(Pointing and labeling entries)
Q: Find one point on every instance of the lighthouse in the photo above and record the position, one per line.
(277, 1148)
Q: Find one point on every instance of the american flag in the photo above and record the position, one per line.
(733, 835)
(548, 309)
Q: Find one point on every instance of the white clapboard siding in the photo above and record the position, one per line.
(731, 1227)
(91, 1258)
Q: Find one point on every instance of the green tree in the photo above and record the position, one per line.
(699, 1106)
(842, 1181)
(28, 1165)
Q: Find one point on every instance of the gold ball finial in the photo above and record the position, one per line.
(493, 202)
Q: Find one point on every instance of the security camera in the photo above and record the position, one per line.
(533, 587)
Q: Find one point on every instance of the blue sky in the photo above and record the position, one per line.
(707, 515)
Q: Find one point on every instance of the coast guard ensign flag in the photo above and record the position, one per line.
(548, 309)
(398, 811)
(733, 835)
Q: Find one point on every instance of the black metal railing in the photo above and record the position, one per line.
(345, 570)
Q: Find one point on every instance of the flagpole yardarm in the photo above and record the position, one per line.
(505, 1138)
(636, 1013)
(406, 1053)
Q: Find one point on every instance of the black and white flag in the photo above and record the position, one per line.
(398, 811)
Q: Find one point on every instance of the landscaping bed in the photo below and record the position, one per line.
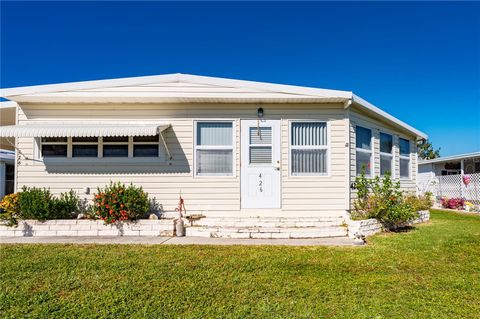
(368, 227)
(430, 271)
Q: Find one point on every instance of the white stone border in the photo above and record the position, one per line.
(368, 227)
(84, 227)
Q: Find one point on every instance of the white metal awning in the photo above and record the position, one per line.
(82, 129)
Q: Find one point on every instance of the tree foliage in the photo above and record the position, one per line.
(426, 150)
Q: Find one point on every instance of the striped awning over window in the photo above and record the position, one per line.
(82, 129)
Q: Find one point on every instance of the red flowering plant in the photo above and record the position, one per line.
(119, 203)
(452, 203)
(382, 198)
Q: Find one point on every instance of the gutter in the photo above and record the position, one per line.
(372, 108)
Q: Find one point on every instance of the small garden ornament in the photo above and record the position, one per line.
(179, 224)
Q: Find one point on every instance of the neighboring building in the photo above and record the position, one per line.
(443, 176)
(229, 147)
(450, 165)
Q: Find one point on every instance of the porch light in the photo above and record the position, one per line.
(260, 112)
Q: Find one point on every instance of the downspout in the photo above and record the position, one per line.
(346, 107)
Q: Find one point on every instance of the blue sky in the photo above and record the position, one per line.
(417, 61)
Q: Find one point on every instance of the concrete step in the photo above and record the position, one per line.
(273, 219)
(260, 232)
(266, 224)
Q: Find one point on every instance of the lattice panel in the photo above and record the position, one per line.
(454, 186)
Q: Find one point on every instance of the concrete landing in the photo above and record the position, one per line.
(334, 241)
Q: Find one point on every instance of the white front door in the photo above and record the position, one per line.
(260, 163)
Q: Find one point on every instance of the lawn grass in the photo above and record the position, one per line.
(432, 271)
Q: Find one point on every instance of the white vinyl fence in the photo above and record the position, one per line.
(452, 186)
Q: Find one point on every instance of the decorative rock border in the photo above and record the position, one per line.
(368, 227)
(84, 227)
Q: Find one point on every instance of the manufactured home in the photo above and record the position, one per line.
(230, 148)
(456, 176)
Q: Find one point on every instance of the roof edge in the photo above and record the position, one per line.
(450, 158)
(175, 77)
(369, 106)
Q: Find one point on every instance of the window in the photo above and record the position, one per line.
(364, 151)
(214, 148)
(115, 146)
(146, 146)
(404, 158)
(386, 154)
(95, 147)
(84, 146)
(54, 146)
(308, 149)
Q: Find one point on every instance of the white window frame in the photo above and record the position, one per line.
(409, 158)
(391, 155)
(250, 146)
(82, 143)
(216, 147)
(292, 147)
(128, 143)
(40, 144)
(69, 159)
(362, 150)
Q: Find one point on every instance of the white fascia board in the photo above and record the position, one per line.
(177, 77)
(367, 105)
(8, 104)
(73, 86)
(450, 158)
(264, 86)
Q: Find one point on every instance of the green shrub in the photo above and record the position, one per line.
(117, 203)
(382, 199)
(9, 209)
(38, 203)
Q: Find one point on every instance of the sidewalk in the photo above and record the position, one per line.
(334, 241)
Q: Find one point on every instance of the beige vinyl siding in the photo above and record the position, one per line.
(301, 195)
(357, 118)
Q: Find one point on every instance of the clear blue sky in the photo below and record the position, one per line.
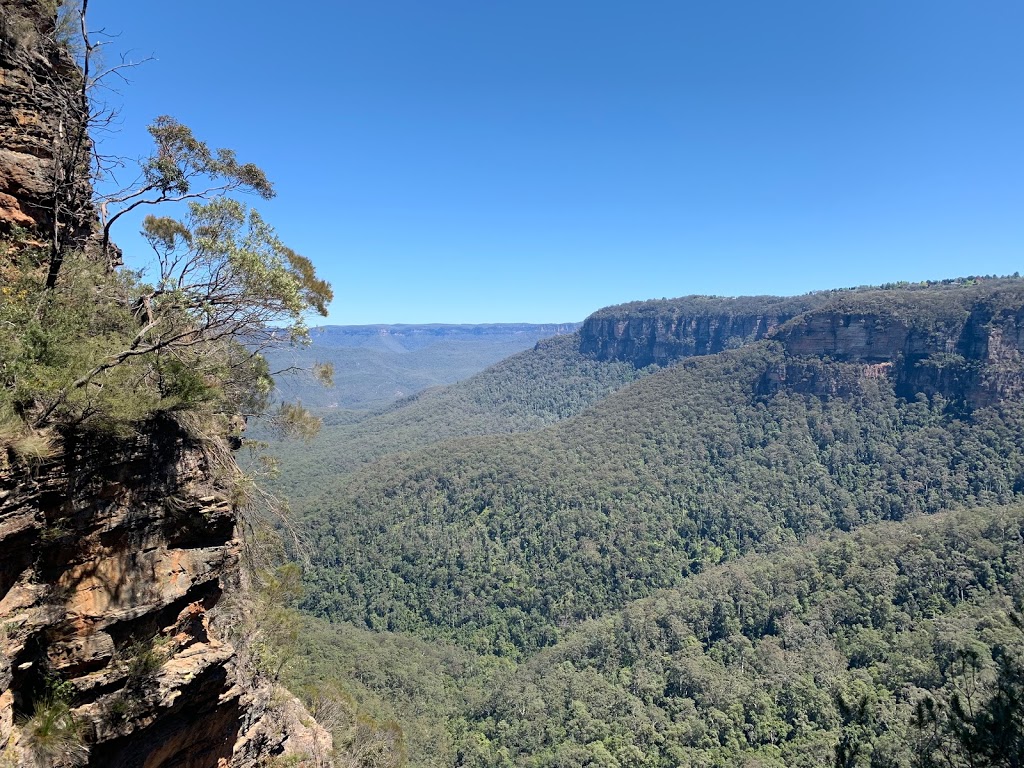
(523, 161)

### GOAL OF THE EXERCISE
Write out all the entries word for word, but skip any images.

### RESPONSE
Q: Find one point on every instance of the lighthouse in the photo above and record the position, one per line.
(277, 1148)
Q: Find one point on every instance of the american flag in the photo above and record the position, one per line.
(733, 835)
(548, 309)
Q: Find one point on every instance of the white clapboard siding in the photo above and record the position, one per line.
(731, 1227)
(91, 1258)
Q: Find one point on every instance of the green tree in the photo above and record the position, one per line.
(699, 1106)
(842, 1181)
(28, 1165)
Q: Find one point on every instance of the gold ball finial in the photo above and record the position, one per line.
(493, 202)
Q: Find one point on every instance of the security camera in the photo above and record the position, one per line.
(533, 587)
Q: Find one point on every instance of the blue sky in the photo above and record the position, one per line.
(707, 515)
Q: Find one point on every instance of the coast guard ensign flag in the photo above and record the position, one per line.
(548, 309)
(398, 811)
(733, 835)
Q: Find one point on every instance of the black metal railing in the photo above and record the position, one per line.
(345, 570)
Q: Find one point on every instance of the flagpole yardarm in the photo above and record the position, one per line.
(505, 1138)
(636, 1013)
(406, 1053)
Q: Find one point on every instance of the black and white flag in the photo above and record the position, one per line.
(398, 811)
Q: Find one point on every instance of the landscaping bed in the photo below and record the position, one per line.
(368, 227)
(430, 271)
Q: Find one point on every instance of the white stone border in the photo above and record the position, one per line.
(368, 227)
(84, 227)
Q: Find one point on every instance of the white metal awning in the photo above and record the position, one per line.
(82, 129)
Q: Find one point on every instance of the tree foliage in the photo above and record the position, one per line.
(426, 150)
Q: Find one point on every instance of the striped awning over window in the photo above and record the position, one per line.
(82, 129)
Q: Find one point on every instance of the red flowering plant in the photo above and record the position, one per line.
(119, 203)
(452, 203)
(382, 198)
Q: Find one point on every instance of the gutter in the photo above and record the position, one per line.
(372, 108)
Q: Find one point on every instance of the small garden ornament in the photo above and record the position, one per line.
(179, 224)
Q: Find one point on every instance of the neighboring building in the photo above and record the position, one per line.
(443, 176)
(229, 147)
(450, 165)
Q: Find one point on every instance of the porch light in the photo above and record the position, one per line.
(260, 112)
Q: Find one point on every instance of the downspout in the photo above and record the position, one per line.
(346, 107)
Q: Find one point on every instance of the blue sky in the photo above and record the position, one per line.
(417, 61)
Q: Find one point on every instance of the concrete step in the photo above and record the position, one per line.
(273, 219)
(260, 232)
(266, 224)
Q: Find one point on every instance of the lattice panel in the photo above and record the position, one per line.
(454, 186)
Q: Find one point on every instance of the concrete landing in the photo above and record the position, one per line.
(334, 241)
Q: Find one point on every instance of the white front door in the photo above and record the position, one per line.
(260, 163)
Q: Find one point on every instance of the lawn grass in the photo above and record the position, one per line.
(432, 271)
Q: Find one point on every instance of the white vinyl fence in the photo above and record the position, one per line.
(452, 186)
Q: Find one point on every instance of the decorative rock border in the photo above and record the position, one per line.
(368, 227)
(84, 227)
Q: Find one point on every instance of the manufactured home in the photo above and record the position, one per line.
(230, 148)
(456, 176)
Q: Find one point on every instance of the roof edge in the photo above and record the position, one per line.
(450, 158)
(175, 77)
(369, 106)
Q: Find one point on every instance of the window in the photo above and record the position, one per line.
(364, 151)
(214, 148)
(115, 146)
(146, 146)
(404, 158)
(386, 154)
(95, 147)
(84, 146)
(54, 146)
(308, 149)
Q: Find one point on every instance of the white window frame in the photo above and record the position, one per line.
(409, 158)
(391, 155)
(250, 146)
(82, 143)
(216, 147)
(292, 147)
(128, 143)
(40, 144)
(69, 159)
(362, 150)
Q: Find one point on every instance of the white fascia board in the photo above and record the position, one per line.
(177, 77)
(367, 105)
(8, 104)
(73, 86)
(450, 158)
(264, 86)
Q: Find one point on every instance of the green shrub in the photo above and record the position, one per line.
(117, 203)
(382, 199)
(9, 209)
(38, 203)
Q: Find one point on every instance of the sidewalk in the photo above and record the position, one per line.
(334, 241)
Q: Find one point on every instance of the beige vinyl siding in the photo above and record the position, one per line.
(301, 195)
(357, 118)
Q: Find one point on every instance of the clear blue sky in the photo below and record the position, one per line.
(523, 161)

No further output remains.